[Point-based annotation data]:
[start]

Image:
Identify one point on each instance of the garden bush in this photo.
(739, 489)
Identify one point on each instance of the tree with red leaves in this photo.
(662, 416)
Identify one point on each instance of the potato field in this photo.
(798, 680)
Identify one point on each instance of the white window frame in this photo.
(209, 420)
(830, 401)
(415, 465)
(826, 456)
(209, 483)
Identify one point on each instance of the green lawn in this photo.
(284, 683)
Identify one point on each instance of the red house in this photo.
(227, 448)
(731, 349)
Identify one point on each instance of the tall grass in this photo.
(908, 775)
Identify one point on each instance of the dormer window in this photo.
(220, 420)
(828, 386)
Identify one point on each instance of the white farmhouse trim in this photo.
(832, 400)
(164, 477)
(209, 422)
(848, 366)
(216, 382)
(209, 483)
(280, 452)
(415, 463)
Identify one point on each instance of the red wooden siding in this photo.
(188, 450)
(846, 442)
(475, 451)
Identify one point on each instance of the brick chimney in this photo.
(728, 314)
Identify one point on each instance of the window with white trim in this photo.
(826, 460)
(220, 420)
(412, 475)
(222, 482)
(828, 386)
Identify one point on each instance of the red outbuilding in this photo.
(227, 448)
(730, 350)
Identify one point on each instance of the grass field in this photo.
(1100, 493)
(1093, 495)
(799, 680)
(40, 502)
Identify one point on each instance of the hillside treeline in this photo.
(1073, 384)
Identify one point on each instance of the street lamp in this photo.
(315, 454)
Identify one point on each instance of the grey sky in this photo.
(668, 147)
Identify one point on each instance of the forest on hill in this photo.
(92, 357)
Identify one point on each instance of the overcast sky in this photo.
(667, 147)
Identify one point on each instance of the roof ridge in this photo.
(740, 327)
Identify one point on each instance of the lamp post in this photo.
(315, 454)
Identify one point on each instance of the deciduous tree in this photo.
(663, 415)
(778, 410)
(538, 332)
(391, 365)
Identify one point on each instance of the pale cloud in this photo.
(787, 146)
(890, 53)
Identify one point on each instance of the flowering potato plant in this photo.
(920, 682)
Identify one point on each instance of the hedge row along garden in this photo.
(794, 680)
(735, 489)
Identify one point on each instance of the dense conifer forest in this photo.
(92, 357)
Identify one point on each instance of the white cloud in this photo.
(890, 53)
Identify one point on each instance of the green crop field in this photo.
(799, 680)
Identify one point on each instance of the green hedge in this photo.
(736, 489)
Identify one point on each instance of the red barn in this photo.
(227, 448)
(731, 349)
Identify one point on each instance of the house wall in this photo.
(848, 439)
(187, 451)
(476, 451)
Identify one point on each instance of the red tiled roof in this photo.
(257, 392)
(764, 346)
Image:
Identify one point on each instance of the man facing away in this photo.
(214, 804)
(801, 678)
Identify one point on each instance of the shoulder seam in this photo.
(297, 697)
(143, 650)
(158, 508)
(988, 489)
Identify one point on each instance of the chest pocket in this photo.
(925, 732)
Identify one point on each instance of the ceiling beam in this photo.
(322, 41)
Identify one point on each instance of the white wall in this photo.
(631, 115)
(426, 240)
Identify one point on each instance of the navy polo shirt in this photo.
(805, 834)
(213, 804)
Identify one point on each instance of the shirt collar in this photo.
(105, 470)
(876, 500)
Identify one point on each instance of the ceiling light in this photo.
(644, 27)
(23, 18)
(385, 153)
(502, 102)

[end]

[EXERCISE PROMPT]: Copy everything from the line containing "Identify one point on each instance of the white cloud" down to the end of the records, substituting "red shed" for "red barn" and leaving everything else unchanged.

[FINISHED TASK]:
Identify one point on each instance of the white cloud in this photo.
(890, 53)
Identify one point on each instance of the green crop field in this photo.
(799, 680)
Identify one point on each instance of the green hedge in this photo.
(736, 489)
Identify one point on each instance of the red shed in this photo.
(227, 448)
(731, 349)
Identify one point on each instance of the house wall in this photo.
(848, 439)
(187, 451)
(476, 451)
Identify one point on each instance of the red tiled roof in this photo.
(257, 392)
(764, 346)
Image:
Identify one point on each instance of the man facing away in this photo.
(214, 804)
(801, 678)
Identify one point on each instance of the shoulder seam in this photo.
(297, 697)
(143, 650)
(158, 508)
(988, 489)
Identify one point on each instance of the chest pocket in this photo.
(925, 732)
Identify one point on each instance of the ceiling beam in this photo.
(322, 41)
Identify one point on each instance of the white wall in this photo.
(631, 115)
(426, 240)
Identify one point on each instance of the navy polo shirt in this photo.
(805, 834)
(213, 804)
Identify one point on each instance of the shirt collar in this photo.
(105, 470)
(876, 500)
Identify one point on each instance of the ceiling light in this photo.
(644, 27)
(23, 18)
(385, 153)
(502, 102)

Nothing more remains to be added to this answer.